» **PASSAGE**
>>>>>
TIDMCMAE TIDMCMAU TIDMCMAS 
 
RNS Number : 4107I 
CMA Global Hedge PCC Ltd 
11 March 2010 
 

11 March 2010 
                          CMA GLOBAL HEDGE PCC LIMITED 
                  CASH OPTION - SECOND AND FINAL CASH PAYMENT 
 
 
At the Extraordinary General Meeting (EGM) of CMA Global Hedge PCC Limited (the 
"Company") on 15 December 2009, the Company passed a special resolution (i) to 
amend the Company's Investment Objective and Policy in order to become a listed 
run-off vehicle and (ii) to amend the Company's Articles of Incorporation in a 
manner consistent with converting to a listed run-off vehicle and with offering 
Shareholders the Redemption Option and the Cash Option. 
 
100% of proxy votes cast at the EGM were voted in favour of the special 
resolution. Accordingly, the special resolution was passed and the following 
numbers of Shareholders elected for the Cash Option. 
 
+----------+----------------+---------------+ 
|  Share   | No. of Shares  |  Weight of    | 
|  Class   |                |  Total Class  | 
+----------+----------------+---------------+ 
|   USD    |   1,075,464    |    15.65%     | 
+----------+----------------+---------------+ 
|   EUR    |    996,302     |    18.40%     | 
+----------+----------------+---------------+ 
|   GBP    |    699,561     |    18.41%     | 
+----------+----------------+---------------+ 
 
 
Following the sale of the pro rata share of all remaining illiquid assets of the 
Cash Option Shareholders, the Board of the Company today announces the details 
on the second and final Cash Payment made to the shareholders who elected the 
Cash Option, in order to realise their investment in the Company. 
 
Final Cash Payment Details 
 
Details on the second and final Cash Payment that will be received by each Cash 
Option Shareholder on or around the 17th March is outlined below. 
 
Each Cash Option Shareholder will receive a second and final cash payment equal 
to the following value per share held. 
 
 
+--------+---------------+------------------+------------------+ 
| Share  |First Payment  |Second and Final  |  Total Payments  | 
| Class  |               |                  |    Per Share     | 
|        |  Per Share    |   Payment Per    |                  | 
|        |  23 December  |      Share       |                  | 
|        |     2009      |  17 March 2010   |                  | 
+--------+---------------+------------------+------------------+ 
|  USD   |  USD 6.1278   |    USD 0.8844    |    USD 7.0122    | 
+--------+---------------+------------------+------------------+ 
|  EUR   |  EUR 5.7784   |    EUR 0.8747    |    EUR 6.6532    | 
+--------+---------------+------------------+------------------+ 
|  GBP   |  GBP 5.8470   |    GBP 0.9091    |    GBP 6.7562    | 
+--------+---------------+------------------+------------------+ 
 
Any differences are due to rounding.
<<<<<
» **GOAL**
Could you copy the cash payment announcement word for word, beginning with the words "Final Cash Payment Details" and stopping after "is outlined below."?

» **SUPPLIED ENTRIES**
>>>>>
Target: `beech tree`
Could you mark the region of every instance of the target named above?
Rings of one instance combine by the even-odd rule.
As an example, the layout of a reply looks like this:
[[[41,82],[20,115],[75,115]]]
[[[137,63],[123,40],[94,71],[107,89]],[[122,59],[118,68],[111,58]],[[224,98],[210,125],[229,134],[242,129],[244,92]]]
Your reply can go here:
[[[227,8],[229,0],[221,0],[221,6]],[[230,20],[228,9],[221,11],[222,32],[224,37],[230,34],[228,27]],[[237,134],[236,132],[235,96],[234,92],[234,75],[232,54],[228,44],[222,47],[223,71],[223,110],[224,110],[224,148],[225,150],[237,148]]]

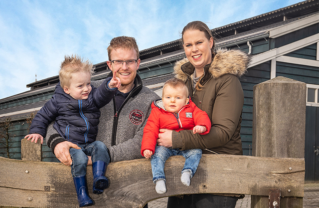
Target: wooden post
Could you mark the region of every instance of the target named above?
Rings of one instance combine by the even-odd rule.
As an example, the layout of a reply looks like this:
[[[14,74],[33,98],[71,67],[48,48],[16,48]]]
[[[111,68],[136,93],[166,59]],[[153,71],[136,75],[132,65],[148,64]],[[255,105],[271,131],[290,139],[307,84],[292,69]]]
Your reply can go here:
[[[42,145],[38,141],[36,143],[30,140],[22,139],[21,140],[21,159],[31,161],[42,161]]]
[[[281,76],[254,87],[253,156],[304,158],[306,90],[306,83]],[[252,196],[251,207],[268,207],[268,201]],[[303,198],[282,198],[280,204],[302,208]]]

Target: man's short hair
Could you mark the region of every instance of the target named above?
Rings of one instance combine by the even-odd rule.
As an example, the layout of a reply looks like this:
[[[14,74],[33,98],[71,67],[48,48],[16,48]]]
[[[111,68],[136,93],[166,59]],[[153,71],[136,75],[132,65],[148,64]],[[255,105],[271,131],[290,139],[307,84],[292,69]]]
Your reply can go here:
[[[138,60],[140,58],[139,47],[136,43],[136,40],[134,37],[121,36],[112,39],[110,42],[110,45],[107,48],[109,61],[112,60],[111,59],[111,52],[112,51],[113,49],[118,48],[134,49],[138,55]]]
[[[94,73],[95,67],[89,60],[83,60],[79,55],[66,55],[64,60],[61,63],[59,79],[60,85],[63,88],[65,86],[69,87],[70,80],[72,75],[78,72],[89,72],[90,75]]]
[[[167,81],[165,82],[164,85],[163,85],[162,93],[164,93],[164,90],[167,86],[173,88],[185,87],[186,89],[186,94],[187,97],[189,95],[188,88],[187,88],[186,86],[185,82],[184,82],[181,79],[177,79],[177,78],[173,78],[172,79],[168,79]],[[162,96],[163,95],[163,94],[162,94]]]

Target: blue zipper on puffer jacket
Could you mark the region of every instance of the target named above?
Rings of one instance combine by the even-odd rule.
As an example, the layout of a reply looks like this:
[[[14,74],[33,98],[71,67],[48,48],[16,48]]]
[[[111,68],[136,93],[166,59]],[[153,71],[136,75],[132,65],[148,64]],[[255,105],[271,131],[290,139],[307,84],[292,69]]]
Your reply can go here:
[[[83,114],[83,112],[82,111],[81,100],[79,100],[79,107],[80,115],[81,115],[81,117],[84,119],[84,121],[85,121],[85,124],[86,124],[86,132],[85,132],[85,134],[84,134],[84,139],[85,140],[85,143],[86,143],[88,142],[88,133],[89,133],[89,130],[90,130],[90,126],[88,122],[88,119],[85,117],[85,116],[84,116],[84,114]]]

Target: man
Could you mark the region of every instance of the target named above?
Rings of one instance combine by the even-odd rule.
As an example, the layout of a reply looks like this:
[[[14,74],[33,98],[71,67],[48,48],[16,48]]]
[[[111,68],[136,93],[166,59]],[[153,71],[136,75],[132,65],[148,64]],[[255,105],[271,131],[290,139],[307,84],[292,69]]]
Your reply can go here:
<<<<<
» **WRITTEN SOLUTION**
Final Cash Payment Details 
 
Details on the second and final Cash Payment that will be received by each Cash 
Option Shareholder on or around the 17th March is outlined below.